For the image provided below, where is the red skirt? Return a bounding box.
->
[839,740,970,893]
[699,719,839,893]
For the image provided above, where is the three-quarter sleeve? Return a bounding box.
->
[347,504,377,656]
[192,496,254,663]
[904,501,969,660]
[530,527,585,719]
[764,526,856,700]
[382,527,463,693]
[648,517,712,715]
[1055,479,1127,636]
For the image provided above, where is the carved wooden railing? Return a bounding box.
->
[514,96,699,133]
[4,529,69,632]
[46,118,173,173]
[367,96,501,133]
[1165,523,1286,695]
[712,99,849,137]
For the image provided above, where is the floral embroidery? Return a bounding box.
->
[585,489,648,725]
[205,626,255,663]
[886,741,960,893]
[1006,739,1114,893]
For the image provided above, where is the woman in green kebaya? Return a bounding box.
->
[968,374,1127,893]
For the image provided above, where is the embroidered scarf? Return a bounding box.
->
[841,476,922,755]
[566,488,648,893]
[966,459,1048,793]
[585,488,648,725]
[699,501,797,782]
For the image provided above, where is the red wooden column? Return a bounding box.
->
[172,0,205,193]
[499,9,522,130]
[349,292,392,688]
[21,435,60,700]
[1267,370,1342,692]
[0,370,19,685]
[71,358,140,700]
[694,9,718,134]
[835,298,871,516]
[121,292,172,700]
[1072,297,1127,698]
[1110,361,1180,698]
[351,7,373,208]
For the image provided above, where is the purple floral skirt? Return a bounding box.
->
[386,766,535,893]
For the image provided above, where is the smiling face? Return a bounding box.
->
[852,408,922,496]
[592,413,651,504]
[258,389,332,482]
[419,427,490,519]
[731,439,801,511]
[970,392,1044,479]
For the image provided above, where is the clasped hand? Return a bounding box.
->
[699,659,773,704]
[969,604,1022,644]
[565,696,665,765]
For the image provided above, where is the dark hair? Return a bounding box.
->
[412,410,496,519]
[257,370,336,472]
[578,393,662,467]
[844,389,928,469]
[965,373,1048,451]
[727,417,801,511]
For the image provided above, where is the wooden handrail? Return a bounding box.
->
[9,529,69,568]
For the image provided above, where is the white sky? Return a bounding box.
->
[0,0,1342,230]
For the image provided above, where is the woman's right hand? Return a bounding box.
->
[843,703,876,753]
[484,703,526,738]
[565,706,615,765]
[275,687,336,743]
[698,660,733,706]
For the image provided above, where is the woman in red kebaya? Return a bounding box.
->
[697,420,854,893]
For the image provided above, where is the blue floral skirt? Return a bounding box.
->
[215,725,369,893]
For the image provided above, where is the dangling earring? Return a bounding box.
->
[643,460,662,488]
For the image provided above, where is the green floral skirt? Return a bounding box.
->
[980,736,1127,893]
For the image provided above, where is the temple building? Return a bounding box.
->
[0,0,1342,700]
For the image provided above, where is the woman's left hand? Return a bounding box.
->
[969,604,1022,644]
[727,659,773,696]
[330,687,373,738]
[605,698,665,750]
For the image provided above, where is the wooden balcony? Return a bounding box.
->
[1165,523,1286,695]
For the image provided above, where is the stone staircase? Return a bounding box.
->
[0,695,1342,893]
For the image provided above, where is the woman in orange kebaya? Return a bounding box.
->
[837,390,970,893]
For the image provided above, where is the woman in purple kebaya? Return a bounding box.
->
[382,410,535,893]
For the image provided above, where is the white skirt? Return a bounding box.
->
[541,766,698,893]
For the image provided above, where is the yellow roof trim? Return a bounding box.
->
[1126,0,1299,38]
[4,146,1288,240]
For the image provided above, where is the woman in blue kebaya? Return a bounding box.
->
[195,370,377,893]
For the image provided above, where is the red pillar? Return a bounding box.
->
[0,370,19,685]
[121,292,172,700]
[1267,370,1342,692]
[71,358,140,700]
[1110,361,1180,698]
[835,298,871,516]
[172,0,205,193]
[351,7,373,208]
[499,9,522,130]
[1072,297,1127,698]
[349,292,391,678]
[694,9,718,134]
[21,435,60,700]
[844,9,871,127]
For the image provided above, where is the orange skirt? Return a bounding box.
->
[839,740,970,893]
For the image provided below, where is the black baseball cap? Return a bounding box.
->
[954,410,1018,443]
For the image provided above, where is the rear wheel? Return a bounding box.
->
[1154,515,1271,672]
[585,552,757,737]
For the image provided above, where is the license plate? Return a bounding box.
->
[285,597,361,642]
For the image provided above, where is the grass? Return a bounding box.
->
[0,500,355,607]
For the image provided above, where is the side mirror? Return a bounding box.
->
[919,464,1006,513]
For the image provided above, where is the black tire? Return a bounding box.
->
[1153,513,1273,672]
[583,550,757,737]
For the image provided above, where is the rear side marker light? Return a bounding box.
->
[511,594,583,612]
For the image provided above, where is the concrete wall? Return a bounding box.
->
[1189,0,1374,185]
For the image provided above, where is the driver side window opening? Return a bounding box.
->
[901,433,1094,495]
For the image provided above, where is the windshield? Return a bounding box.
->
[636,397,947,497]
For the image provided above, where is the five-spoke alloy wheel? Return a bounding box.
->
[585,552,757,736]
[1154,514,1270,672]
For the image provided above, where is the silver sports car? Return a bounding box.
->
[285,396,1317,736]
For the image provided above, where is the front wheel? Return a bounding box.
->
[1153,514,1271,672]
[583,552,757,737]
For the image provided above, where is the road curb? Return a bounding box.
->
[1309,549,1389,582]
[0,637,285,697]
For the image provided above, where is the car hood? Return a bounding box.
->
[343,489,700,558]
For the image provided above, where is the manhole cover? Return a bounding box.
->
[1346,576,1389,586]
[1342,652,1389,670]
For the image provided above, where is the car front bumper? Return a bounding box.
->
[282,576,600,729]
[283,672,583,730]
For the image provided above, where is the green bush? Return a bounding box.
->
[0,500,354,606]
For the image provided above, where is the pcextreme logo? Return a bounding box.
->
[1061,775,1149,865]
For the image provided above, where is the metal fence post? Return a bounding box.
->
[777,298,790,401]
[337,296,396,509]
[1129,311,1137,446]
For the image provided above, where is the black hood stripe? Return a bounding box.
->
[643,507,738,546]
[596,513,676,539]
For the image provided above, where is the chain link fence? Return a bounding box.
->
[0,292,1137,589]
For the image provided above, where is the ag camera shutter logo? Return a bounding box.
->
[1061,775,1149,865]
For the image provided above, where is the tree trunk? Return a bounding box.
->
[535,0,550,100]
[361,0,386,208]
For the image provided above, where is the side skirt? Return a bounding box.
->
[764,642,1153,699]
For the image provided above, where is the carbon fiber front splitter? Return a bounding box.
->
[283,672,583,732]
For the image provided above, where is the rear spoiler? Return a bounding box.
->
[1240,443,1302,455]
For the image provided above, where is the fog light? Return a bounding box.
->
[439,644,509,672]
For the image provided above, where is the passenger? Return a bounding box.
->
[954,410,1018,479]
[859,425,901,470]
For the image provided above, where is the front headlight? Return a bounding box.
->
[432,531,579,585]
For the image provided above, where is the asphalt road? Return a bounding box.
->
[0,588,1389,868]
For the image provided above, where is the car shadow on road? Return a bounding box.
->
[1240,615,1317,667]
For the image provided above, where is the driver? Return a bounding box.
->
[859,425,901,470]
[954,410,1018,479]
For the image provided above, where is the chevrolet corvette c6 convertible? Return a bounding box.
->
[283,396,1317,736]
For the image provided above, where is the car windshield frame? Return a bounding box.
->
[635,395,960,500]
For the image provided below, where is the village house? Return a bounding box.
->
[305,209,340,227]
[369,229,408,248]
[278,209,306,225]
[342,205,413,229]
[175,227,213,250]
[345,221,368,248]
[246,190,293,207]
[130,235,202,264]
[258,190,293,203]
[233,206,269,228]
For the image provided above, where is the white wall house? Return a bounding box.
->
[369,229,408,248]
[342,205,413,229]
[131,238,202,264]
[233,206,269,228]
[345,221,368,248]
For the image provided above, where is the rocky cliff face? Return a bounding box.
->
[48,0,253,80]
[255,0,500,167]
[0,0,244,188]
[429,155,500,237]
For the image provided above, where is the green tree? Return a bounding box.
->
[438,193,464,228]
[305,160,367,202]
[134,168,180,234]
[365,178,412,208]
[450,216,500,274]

⁂

• [YOUR INSTRUCTIONS]:
Could you copy out the lines starting with the one containing "For the image provided above, where is the metal" and going on through the one containing "[283,672,583,732]", requests included, but with each bounding-box coordinate raised by 32?

• [FINAL RESULT]:
For the image provided above, where is the metal fence post? Return a bounding box.
->
[809,330,822,433]
[369,328,428,541]
[1161,343,1169,478]
For the image provided above, where is the black hood stripe? Return a bounding box.
->
[675,539,770,578]
[628,545,708,571]
For the image provided above, where is the chain link fence? Return a bounding box.
->
[32,324,1169,621]
For the image provided above, where is the ag camera shutter logo? Return a bounding box.
->
[1093,807,1181,897]
For the image provided above, where is the tree trunk? Return a bounding box.
->
[567,32,582,132]
[393,32,418,240]
For the image provided above, where is the side skirt? Return a bounding box.
->
[796,674,1185,731]
For the image provided above, where is the carbon fiber front splitter? Return a bounding box.
->
[315,704,615,764]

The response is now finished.